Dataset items
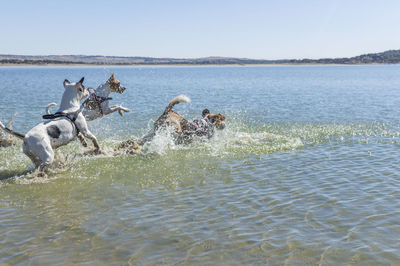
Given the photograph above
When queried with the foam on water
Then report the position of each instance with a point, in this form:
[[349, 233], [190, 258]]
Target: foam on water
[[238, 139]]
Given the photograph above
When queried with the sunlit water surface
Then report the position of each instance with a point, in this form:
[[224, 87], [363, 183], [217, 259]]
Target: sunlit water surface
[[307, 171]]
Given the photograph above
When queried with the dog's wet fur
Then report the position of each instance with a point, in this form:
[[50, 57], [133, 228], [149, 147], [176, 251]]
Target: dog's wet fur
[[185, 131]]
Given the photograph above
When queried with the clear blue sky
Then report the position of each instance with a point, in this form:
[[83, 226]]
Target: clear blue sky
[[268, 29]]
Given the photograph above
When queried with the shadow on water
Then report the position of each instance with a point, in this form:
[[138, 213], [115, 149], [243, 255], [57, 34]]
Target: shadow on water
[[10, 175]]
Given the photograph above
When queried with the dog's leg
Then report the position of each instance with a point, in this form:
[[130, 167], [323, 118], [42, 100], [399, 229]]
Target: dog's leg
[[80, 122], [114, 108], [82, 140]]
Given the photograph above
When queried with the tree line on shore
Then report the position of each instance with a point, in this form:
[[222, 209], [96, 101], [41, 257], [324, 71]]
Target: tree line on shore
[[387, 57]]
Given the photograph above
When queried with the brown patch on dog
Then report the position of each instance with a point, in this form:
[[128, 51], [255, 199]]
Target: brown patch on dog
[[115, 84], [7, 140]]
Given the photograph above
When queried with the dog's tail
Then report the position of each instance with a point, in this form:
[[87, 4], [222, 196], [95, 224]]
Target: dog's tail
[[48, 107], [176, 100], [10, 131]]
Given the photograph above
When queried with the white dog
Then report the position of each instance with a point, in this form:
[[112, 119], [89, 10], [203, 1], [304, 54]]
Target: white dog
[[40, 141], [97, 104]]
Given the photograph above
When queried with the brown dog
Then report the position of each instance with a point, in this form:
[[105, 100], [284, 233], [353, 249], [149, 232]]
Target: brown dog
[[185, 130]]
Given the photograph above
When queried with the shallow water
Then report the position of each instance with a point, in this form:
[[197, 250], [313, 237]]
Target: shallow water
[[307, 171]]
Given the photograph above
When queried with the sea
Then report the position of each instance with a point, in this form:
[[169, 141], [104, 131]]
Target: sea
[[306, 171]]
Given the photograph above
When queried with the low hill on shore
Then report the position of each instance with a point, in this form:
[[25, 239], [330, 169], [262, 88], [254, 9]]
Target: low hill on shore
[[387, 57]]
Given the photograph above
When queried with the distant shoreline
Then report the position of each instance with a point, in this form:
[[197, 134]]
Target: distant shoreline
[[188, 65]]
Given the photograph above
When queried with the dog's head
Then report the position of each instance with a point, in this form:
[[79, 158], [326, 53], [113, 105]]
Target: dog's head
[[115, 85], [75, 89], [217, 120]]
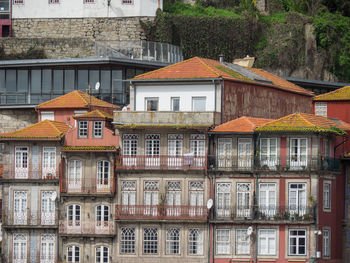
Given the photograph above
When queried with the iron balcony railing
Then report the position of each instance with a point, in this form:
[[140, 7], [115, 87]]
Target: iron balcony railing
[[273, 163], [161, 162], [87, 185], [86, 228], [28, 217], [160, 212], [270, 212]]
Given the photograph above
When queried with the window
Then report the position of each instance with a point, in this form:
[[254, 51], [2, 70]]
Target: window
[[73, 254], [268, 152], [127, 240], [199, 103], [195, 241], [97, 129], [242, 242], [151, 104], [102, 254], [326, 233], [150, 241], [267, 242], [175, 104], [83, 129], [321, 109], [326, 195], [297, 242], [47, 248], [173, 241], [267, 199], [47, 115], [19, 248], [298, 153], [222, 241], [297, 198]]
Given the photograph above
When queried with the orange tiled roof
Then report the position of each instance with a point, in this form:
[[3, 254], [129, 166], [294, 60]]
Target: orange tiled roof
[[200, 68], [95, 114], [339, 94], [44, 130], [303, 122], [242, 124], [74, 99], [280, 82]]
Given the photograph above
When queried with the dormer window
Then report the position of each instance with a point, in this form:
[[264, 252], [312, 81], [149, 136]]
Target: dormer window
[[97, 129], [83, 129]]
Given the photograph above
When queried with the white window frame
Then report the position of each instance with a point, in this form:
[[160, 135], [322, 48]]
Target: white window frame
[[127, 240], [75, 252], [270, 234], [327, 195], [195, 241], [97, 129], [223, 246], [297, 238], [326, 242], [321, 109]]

--- WHAT THIS TASK INVOLVES ---
Reproduce the records exactly, starting with their first line and ending with the line that contains "When queried with the sunlit water surface", though pictures should be dropped.

--- YOUR RESPONSE ---
Given the photograph above
When queried with the foam on water
Then report the position of each instance with a point, in this form:
[[349, 233], [190, 258]]
Target: foam on water
[[238, 139]]
Given the photograph above
When queried with the sunlit water surface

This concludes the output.